Given records:
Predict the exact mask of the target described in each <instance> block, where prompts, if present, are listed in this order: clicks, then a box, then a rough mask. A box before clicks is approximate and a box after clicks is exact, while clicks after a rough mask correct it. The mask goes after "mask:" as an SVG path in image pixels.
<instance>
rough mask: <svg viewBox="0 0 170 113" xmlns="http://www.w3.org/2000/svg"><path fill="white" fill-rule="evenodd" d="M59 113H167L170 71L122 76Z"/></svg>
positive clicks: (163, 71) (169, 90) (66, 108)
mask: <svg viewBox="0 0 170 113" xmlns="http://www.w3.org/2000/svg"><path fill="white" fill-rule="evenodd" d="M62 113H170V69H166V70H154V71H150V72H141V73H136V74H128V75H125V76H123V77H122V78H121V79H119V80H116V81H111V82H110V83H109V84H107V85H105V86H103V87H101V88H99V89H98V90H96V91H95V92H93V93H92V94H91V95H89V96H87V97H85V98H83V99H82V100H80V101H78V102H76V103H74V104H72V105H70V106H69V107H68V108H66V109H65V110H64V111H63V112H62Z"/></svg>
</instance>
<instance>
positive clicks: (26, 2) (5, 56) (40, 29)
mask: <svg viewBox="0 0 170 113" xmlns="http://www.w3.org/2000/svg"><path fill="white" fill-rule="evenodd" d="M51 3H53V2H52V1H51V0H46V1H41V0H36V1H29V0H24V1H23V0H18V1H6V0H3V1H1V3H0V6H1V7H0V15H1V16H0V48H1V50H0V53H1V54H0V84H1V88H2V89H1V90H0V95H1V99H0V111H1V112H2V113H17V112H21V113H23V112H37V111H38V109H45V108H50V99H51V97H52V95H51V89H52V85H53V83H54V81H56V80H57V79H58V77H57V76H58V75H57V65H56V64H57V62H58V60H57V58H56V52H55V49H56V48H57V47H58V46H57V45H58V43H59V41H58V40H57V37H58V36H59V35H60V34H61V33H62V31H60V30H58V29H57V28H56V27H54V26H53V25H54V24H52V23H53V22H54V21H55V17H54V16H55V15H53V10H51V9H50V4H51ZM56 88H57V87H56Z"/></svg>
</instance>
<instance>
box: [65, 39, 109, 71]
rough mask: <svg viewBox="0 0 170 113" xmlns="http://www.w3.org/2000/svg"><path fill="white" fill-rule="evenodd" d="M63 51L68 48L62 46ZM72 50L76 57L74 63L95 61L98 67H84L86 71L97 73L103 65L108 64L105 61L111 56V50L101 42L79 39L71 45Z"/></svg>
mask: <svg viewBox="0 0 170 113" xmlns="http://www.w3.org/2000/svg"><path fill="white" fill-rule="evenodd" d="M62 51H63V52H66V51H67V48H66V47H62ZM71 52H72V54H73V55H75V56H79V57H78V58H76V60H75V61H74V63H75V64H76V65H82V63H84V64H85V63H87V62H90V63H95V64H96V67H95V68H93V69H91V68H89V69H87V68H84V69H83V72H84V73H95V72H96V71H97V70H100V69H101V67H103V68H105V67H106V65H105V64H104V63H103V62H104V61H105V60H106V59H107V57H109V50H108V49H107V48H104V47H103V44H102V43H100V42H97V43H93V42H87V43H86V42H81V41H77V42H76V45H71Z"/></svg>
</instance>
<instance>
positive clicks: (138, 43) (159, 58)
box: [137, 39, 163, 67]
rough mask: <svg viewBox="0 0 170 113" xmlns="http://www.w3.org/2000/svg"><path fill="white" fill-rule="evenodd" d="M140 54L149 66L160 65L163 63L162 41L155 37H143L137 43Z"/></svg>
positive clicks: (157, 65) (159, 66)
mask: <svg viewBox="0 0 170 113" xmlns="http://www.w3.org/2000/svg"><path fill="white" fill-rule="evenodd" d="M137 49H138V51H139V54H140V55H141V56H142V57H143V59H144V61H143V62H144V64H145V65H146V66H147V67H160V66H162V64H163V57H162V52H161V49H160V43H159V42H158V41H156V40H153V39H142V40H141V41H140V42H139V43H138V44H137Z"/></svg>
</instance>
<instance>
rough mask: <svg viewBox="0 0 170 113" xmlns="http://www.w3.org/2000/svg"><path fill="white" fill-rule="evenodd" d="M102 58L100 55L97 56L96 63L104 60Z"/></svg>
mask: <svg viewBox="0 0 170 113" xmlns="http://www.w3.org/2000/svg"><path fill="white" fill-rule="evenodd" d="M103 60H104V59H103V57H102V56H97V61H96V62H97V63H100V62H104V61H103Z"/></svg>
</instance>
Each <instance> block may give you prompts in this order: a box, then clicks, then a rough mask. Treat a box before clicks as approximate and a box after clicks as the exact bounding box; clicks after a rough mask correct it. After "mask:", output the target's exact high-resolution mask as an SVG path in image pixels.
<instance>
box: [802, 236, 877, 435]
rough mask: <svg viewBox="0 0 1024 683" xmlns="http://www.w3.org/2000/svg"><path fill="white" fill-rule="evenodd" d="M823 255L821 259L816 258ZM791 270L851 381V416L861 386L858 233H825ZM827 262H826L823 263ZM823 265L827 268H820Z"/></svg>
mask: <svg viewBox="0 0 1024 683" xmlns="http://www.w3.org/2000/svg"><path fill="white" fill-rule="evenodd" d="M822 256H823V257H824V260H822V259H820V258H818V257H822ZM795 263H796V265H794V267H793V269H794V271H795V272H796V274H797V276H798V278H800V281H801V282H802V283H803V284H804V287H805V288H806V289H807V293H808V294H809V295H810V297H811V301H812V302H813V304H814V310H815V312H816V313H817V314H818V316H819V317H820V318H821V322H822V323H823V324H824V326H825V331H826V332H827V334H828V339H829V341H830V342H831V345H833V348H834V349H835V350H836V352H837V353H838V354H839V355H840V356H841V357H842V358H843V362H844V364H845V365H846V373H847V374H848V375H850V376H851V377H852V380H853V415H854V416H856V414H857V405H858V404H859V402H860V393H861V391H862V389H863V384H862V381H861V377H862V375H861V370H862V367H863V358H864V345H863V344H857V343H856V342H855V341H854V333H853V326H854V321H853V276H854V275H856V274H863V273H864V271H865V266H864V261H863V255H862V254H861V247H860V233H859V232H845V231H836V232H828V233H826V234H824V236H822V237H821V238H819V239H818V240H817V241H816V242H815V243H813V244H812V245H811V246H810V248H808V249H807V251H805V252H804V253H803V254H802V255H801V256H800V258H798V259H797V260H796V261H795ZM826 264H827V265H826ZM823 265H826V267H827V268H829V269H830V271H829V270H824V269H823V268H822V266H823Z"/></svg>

Assigned task:
Rewrite all of the lines above, replacing every occurrence of "rough mask" with "coarse mask" and leaving everything else unchanged.

Task answer:
Predict the exact mask of the target described in each <instance> block, where prompts, if present, are listed in this order: clicks, then a box, then a coarse mask. A box before clicks is approximate and a box after clicks is exact, while clicks after a coarse mask correct it. The mask goes after "mask:" as an SVG path in image pixels.
<instance>
coarse mask: <svg viewBox="0 0 170 113" xmlns="http://www.w3.org/2000/svg"><path fill="white" fill-rule="evenodd" d="M59 113H167L170 71L122 76Z"/></svg>
positive clicks: (163, 71) (169, 90) (66, 108)
mask: <svg viewBox="0 0 170 113" xmlns="http://www.w3.org/2000/svg"><path fill="white" fill-rule="evenodd" d="M62 113H170V69H166V70H154V71H150V72H141V73H136V74H128V75H125V76H123V77H122V78H121V79H119V80H116V81H111V82H110V83H109V84H107V85H105V86H103V87H101V88H99V89H98V90H96V91H95V92H93V93H92V94H91V95H89V96H87V97H85V98H83V99H82V100H80V101H78V102H76V103H74V104H72V105H70V106H69V107H68V108H66V109H65V110H64V111H63V112H62Z"/></svg>
</instance>
<instance>
positive clicks: (26, 2) (5, 56) (40, 29)
mask: <svg viewBox="0 0 170 113" xmlns="http://www.w3.org/2000/svg"><path fill="white" fill-rule="evenodd" d="M51 3H53V2H52V1H51V0H46V1H41V0H36V1H29V0H24V1H23V0H18V1H6V0H3V1H1V3H0V6H1V7H0V15H1V16H0V48H1V50H0V53H1V54H0V84H1V88H2V89H1V90H0V95H1V99H0V111H1V112H2V113H17V112H21V113H23V112H37V111H38V109H45V108H50V99H51V97H52V95H51V89H52V85H53V83H54V81H56V80H57V79H58V77H57V76H58V75H57V65H56V64H57V62H58V60H57V58H56V52H55V49H56V48H57V47H58V46H57V45H58V43H59V41H58V40H57V37H58V36H59V35H60V34H61V33H62V31H60V30H58V29H57V28H56V27H54V26H53V25H54V24H52V23H53V22H54V21H55V17H54V16H55V15H53V10H51V9H50V4H51ZM56 88H57V87H56Z"/></svg>
</instance>
<instance>
box: [65, 39, 109, 71]
coarse mask: <svg viewBox="0 0 170 113" xmlns="http://www.w3.org/2000/svg"><path fill="white" fill-rule="evenodd" d="M63 51L68 48L62 46ZM72 50L76 57L74 63L95 61L98 67H84L86 71L97 73L103 65L108 64L105 61L111 56V50L101 42L79 39L71 45Z"/></svg>
mask: <svg viewBox="0 0 170 113" xmlns="http://www.w3.org/2000/svg"><path fill="white" fill-rule="evenodd" d="M62 51H63V52H66V51H67V48H66V47H62ZM71 52H72V54H73V55H75V56H79V57H78V58H76V60H75V61H74V63H75V64H76V65H82V63H84V64H85V63H87V62H90V63H95V64H96V67H95V68H93V69H91V68H89V69H87V68H84V69H83V72H84V73H95V72H96V71H97V70H100V69H101V67H103V68H105V67H106V65H105V64H104V63H103V62H104V61H105V60H106V59H107V57H109V50H108V49H107V48H104V47H103V44H102V43H100V42H97V43H93V42H87V43H86V42H81V41H77V42H76V45H71Z"/></svg>
</instance>
<instance>
positive clicks: (138, 43) (159, 58)
box: [137, 39, 163, 67]
coarse mask: <svg viewBox="0 0 170 113" xmlns="http://www.w3.org/2000/svg"><path fill="white" fill-rule="evenodd" d="M140 54L149 66L160 65L163 63L162 41L155 37H143L137 43Z"/></svg>
positive clicks: (157, 65) (159, 66)
mask: <svg viewBox="0 0 170 113" xmlns="http://www.w3.org/2000/svg"><path fill="white" fill-rule="evenodd" d="M137 49H138V51H139V54H140V55H141V56H142V57H143V59H144V61H143V62H144V64H145V65H146V66H147V67H160V66H162V64H163V57H162V52H161V49H160V43H159V42H158V41H156V40H153V39H142V40H141V41H140V42H139V43H138V44H137Z"/></svg>
</instance>
<instance>
coarse mask: <svg viewBox="0 0 170 113" xmlns="http://www.w3.org/2000/svg"><path fill="white" fill-rule="evenodd" d="M102 58L100 55L97 56L96 63L104 60Z"/></svg>
mask: <svg viewBox="0 0 170 113" xmlns="http://www.w3.org/2000/svg"><path fill="white" fill-rule="evenodd" d="M103 60H104V59H103V57H102V56H97V61H96V62H97V63H100V62H104V61H103Z"/></svg>
</instance>
Each <instance> block may give you prompts in this order: a box, then clicks, then a coarse mask. Treat a box before clicks as approximate and a box after clicks as the exact bounding box; clicks after a coarse mask correct it. After "mask:", output the target's exact high-resolution mask as an SVG path in image pixels.
<instance>
box: [802, 236, 877, 435]
coarse mask: <svg viewBox="0 0 1024 683" xmlns="http://www.w3.org/2000/svg"><path fill="white" fill-rule="evenodd" d="M823 255L821 259L816 258ZM791 270L851 381V416L861 386L858 233H825ZM827 262H826L823 263ZM823 265L827 268H820Z"/></svg>
mask: <svg viewBox="0 0 1024 683" xmlns="http://www.w3.org/2000/svg"><path fill="white" fill-rule="evenodd" d="M822 256H823V257H824V260H822V259H820V258H818V257H822ZM795 263H796V265H794V267H793V269H794V271H795V272H796V274H797V276H798V278H800V281H801V282H802V283H803V284H804V287H805V288H806V289H807V293H808V294H809V295H810V297H811V301H812V302H813V304H814V310H815V312H816V313H817V314H818V316H819V317H820V318H821V322H822V323H823V324H824V326H825V331H826V332H827V334H828V339H829V341H830V342H831V345H833V348H834V349H835V350H836V352H837V353H838V354H839V355H840V356H841V357H842V358H843V362H844V364H845V365H846V373H847V374H848V375H850V376H851V377H852V380H853V415H854V416H856V414H857V405H858V404H859V402H860V393H861V391H862V389H863V384H862V381H861V377H862V375H861V370H862V367H863V358H864V345H863V344H857V343H856V342H855V341H854V333H853V326H854V321H853V276H854V275H856V274H863V273H864V271H865V266H864V261H863V255H862V254H861V247H860V233H859V232H845V231H836V232H828V233H826V234H824V236H822V237H821V238H819V239H818V240H817V241H816V242H815V243H813V244H812V245H811V246H810V248H808V249H807V251H805V252H804V253H803V254H802V255H801V256H800V258H798V259H797V260H796V261H795ZM826 264H827V265H826ZM823 265H826V267H827V268H829V269H830V271H829V270H824V269H823V268H822V266H823Z"/></svg>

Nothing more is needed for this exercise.